Information recently obtained under FOIA has revealed that up to 200 Home Office staff have liaised with TV and Film producers about the content of their products, usually without any kind of contract in place governing their behaviour. While they are refusing to release exact details, this is confirmation that the British government has a large-scale involvement in the entertainment industry.
In 2008 it emerged that UK government departments had spent hundreds of thousands of pounds producing TV series, including the fly-on-the-wall/reality TV show Border Force and a similar series Beat: Life on the Street. According to media reports the Home Office spent £400,000 on one series of Border Force and the same amount for each series of Beat: Life on the Street. Over a million pounds of public money was spent promoting British security agencies.
Home Office Revelations
I followed up, trying to find out whether this was still going on. So far my requests for Home Office files on these TV series have drawn a blank, but when I asked for copies of communications between Home Office staff and film and TV producers in the last five years I got a shocking response:
Based solely on this on us having approximately 200 email accounts via which correspondence with producers could have been had over the past five years, each receiving a minimum of 20 emails per day we would have approximately 700,000 emails to locate and search for information. If each email took 2 minutes to check it would greatly exceed the cost limit.
I also asked for copies of all contracts signed between the Home Office and film/documentary and TV producers in the last five years, and was told they could find only one contract from that period:
Annex B
Agreement details relating to any contracts signed between the Home Office and the producer of films and/or TV programmes in the last five years. Please see below details for the one contract held by the Home Office:Title: Cross Media Promotion for the Violence Against Women and Girls campaign “This is Abuse”
Parties involved: M4C (part of GROUPM UK LTD), Channel Four Television Corporation, Home Office
Duration: December 2013 – March 2014
The contract itself has been withheld for reasons (excuses) of commercial confidentiality. However, if up to 200 staff have been in contact with entertainment producers but the Home Office only ever signed one contract in that period – for a benign and small-scale production – then what were the other 199 staff talking to producers about? If these potentially dozens or even hundreds of products were not made with contracted production assistance from the Home Office then why were they talking to their producers? What influence did this have on our entertainment?
While some of this unreleased correspondence will likely be providing low-level information and background to TV researchers, the fact is that none of it has been released and no review or investigation of any kind has been done. As a result, we can only speculate on the answers to most of these questions.
The OfCom Investigation
Following the media reporting on Border Force, Sky TV gave the £400,000 back to the Home Office, in the name of protecting their reputation for independence. However, Beat: Life on the Street, which was in part an attempt to recruit more Police Community Support Officers or PCSOs, was investigated by OfCom after complaints that it had broken broadcasting standards. In January 2009 they issued a bulletin saying they had found that the producers (and by implication, the Home Office) were in breach of the code on two major grounds – the programme did not make clear that it was sponsored by the Home Office, and it actively promoted the sponsor.

> DATA ROWS:
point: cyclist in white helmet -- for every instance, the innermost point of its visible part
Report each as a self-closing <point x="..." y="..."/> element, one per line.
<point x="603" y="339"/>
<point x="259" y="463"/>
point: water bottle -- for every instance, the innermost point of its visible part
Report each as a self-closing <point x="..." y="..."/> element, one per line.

> SHORT PROBLEM:
Could you carry on the article about Home Office staff and TV and film producers, picking up after its final sentence, which ends "it actively promoted the sponsor"?

> EXERCISE OUTPUT:
The report comments how:
Channel TV submitted an internal document that was prepared following a compliance meeting concerning the relationship between the Home Office and the PCSO service. This document explained the Home Office’s involvement with the programme. This stated that following “research undertaken by the Home Office showing the public need to have a better understanding of the role of PCSOs” the objective of the advertiser funded programme was “to illustrate the work that a PCSO does and explain the role of PCSOs”. The programme formed “one element of a campaign to recruit PCSOs across England and Wales and to improve public awareness of the contribution of PCSOs”.
Indeed, the show was a huge success, doubling the percentage of the British public who had a positive view of PCSOs. OfCom also found that the show did promote its sponsor:
We noted Channel TV’s submission that the series did not promote PCSOs, principally because the series featured some stories that viewers may have perceived as showing PCSOs failing in their duties or demonstrating the negative aspects of the role. However, Ofcom judged that overall the series portrayed the PCSOs and the contribution they made to communities in a positive light. There were several elements in the programmes that contributed to this overall positive tone, including interviews with serving officers, who talked in detail about why they enjoyed their role. There were also a number of narrated statements that described the PCSO service and the work of PCSOs in communities in positive terms…
Ofcom considered that the overriding tone of the programmes was supportive and likely to leave viewers with a favourable impression of the PCSO service. Taking into account the fact that the Home Office sponsored these series, and that the PCSO service is at least an indirect interest of the Home Office, Ofcom therefore considered that these references within the programmes were promotional, in breach of Rule 9.5.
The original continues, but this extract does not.